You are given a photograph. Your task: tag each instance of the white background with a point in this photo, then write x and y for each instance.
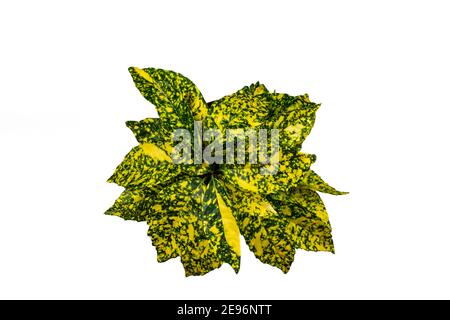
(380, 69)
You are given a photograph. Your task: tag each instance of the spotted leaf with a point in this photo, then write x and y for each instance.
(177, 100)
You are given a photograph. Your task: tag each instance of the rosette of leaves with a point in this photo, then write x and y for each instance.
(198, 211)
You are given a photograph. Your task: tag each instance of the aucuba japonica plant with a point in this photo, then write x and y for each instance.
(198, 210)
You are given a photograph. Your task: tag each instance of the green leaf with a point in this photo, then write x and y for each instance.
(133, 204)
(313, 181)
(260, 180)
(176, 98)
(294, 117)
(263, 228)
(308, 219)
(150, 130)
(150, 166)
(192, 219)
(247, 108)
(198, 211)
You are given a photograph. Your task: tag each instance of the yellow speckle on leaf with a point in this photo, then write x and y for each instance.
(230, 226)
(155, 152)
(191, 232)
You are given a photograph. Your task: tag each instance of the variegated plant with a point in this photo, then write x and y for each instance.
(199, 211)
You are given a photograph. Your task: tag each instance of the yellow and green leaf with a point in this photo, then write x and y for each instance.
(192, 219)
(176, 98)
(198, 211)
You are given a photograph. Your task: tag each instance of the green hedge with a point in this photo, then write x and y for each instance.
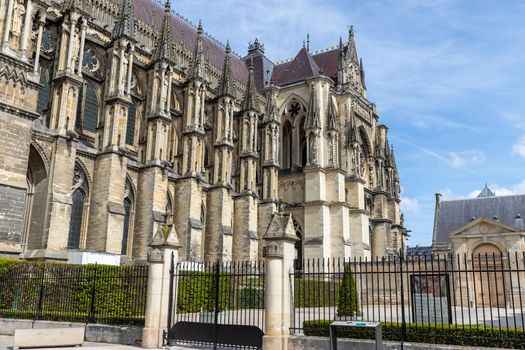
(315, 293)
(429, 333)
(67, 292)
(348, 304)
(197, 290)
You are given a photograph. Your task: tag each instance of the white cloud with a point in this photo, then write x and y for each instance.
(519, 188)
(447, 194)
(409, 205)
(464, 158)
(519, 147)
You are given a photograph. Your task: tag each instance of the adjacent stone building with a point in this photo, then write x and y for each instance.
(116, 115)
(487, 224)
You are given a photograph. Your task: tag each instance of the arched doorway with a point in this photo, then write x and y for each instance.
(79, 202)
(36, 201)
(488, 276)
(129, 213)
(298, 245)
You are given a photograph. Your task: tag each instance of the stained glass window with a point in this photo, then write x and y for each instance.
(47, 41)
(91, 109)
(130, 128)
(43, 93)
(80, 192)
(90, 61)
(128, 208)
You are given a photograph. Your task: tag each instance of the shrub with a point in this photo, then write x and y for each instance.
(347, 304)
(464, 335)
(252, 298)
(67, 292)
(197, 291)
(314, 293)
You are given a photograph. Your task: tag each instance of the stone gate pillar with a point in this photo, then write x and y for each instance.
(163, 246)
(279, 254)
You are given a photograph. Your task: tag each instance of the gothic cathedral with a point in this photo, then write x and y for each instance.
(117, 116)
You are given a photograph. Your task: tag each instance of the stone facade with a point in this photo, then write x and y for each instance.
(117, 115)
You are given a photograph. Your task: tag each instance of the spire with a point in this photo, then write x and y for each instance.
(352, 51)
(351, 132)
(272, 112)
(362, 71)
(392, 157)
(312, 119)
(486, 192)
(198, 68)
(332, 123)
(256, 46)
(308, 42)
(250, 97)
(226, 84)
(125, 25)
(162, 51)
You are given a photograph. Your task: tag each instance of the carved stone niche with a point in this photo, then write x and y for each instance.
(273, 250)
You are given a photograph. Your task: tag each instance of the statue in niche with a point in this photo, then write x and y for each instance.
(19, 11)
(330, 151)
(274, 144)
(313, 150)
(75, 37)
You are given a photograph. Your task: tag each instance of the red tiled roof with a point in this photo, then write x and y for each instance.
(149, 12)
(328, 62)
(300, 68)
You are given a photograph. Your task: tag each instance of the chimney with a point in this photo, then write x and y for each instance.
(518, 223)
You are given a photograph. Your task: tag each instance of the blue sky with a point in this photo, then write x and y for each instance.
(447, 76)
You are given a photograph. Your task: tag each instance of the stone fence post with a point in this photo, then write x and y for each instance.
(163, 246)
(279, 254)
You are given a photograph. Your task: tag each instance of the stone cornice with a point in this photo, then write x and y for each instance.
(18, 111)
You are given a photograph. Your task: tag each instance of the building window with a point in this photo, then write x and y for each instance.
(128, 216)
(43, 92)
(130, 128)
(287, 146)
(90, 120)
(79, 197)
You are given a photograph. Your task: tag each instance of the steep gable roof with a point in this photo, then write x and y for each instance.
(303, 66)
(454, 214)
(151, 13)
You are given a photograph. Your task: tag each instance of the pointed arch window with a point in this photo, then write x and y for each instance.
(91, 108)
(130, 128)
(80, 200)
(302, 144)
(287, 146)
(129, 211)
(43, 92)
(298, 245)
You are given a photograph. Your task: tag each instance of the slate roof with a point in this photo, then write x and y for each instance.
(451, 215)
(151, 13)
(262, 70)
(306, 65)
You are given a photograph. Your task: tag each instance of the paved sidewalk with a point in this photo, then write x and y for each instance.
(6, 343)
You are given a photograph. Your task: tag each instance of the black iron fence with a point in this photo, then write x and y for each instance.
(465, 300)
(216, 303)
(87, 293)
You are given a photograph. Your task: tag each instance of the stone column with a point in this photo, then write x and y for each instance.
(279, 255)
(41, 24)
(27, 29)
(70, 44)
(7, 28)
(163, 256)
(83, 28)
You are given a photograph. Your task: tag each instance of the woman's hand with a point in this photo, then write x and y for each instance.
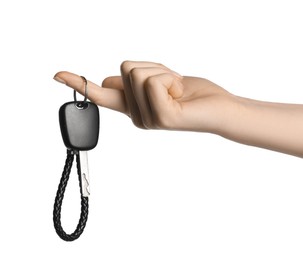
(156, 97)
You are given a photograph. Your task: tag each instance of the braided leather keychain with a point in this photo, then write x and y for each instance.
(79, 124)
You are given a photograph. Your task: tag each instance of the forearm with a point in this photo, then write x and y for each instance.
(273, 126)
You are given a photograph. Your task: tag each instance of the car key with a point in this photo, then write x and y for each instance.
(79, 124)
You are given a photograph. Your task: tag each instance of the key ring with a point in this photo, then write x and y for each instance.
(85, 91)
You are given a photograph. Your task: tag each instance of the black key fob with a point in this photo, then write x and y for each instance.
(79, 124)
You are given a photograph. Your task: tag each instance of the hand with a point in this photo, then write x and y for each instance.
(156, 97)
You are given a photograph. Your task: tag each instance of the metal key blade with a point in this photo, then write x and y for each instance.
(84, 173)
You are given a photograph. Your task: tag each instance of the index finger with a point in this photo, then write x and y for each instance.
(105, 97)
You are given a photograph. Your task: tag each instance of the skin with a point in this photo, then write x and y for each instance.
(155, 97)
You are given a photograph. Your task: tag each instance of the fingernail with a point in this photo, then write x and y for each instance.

...

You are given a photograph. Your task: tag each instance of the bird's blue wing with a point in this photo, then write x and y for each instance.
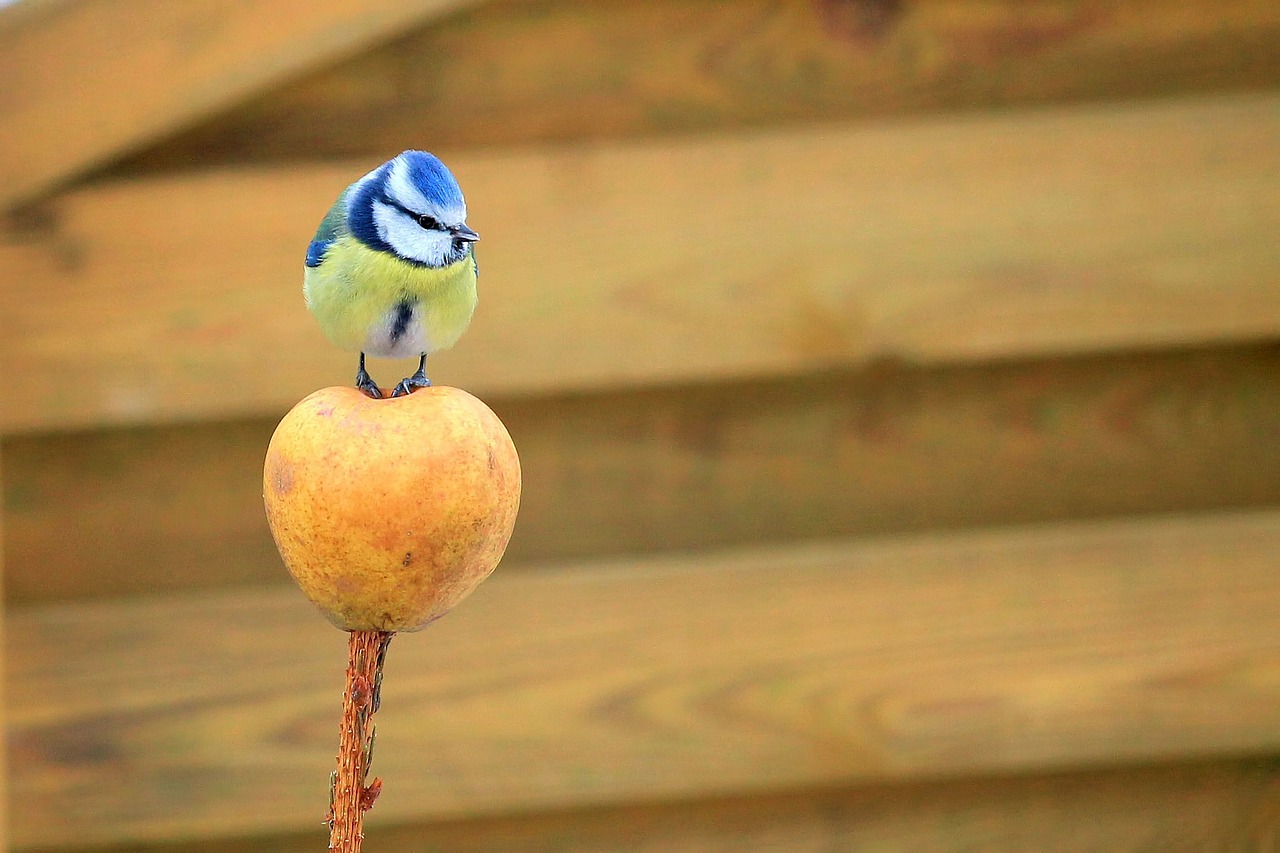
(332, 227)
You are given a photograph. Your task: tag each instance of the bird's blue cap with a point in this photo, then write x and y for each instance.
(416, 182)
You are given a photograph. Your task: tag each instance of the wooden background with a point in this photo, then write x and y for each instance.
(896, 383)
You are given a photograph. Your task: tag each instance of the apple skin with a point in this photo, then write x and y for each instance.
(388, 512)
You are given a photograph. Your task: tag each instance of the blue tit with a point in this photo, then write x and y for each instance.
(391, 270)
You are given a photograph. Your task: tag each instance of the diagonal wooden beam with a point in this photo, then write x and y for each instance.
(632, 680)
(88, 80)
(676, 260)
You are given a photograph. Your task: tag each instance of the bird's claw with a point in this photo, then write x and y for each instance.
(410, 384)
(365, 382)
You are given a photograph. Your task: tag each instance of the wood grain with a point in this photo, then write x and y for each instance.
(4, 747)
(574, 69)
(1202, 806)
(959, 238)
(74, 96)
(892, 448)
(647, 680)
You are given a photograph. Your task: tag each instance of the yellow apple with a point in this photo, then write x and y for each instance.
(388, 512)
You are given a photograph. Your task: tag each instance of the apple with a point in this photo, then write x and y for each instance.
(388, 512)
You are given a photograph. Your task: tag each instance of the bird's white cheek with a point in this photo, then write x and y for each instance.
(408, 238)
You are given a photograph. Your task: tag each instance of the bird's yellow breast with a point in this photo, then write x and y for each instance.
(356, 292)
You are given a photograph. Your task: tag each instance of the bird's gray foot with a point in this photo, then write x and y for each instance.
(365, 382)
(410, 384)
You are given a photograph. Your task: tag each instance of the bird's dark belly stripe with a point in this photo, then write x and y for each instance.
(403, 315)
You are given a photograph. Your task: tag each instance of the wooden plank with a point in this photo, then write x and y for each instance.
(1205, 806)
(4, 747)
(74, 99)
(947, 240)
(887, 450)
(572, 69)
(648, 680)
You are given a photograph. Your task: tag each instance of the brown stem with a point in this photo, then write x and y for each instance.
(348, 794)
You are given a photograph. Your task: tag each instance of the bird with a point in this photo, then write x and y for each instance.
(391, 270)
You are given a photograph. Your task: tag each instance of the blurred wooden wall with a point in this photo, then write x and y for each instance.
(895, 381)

# Written instruction
Count the lines in the listing above that contain the string "stone". Reply with the number alone.

# Exercise output
7